To be done: Please print the listing below line for line, without changing anything.

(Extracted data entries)
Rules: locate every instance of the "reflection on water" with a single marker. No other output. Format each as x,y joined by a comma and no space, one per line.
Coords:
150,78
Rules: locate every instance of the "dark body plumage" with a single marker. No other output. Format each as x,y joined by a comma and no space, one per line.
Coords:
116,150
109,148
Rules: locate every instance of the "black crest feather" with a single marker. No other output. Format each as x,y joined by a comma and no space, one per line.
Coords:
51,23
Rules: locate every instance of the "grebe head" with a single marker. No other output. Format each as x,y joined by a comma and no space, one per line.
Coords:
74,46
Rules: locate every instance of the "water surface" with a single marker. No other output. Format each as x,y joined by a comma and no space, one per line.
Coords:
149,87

Complete response:
Rules: locate every instance of the "reflection on water" with a single marker. No other output. Format each as x,y joined by a comma and no space, one per line.
Coords:
150,78
Rules: locate every instance of the "dark body plumage" with a single marker. No other output. Format each as x,y joined by a comma and no space, one per line.
Coords:
116,150
109,148
Rules: locate every instance of the "black crest feather" with a single marker. No other output. Format each as x,y joined by a comma and no space, one per line.
Coords:
51,23
Rules: locate every instance of the "grebe head" with a single marker. No other output. Format each as x,y joined by a comma and no space, one per line.
Coords:
74,46
Rules: locate every instance of the "water surface" with a single marker. No other output. Format each as x,y joined by a comma and no space, one per line.
Coords:
149,87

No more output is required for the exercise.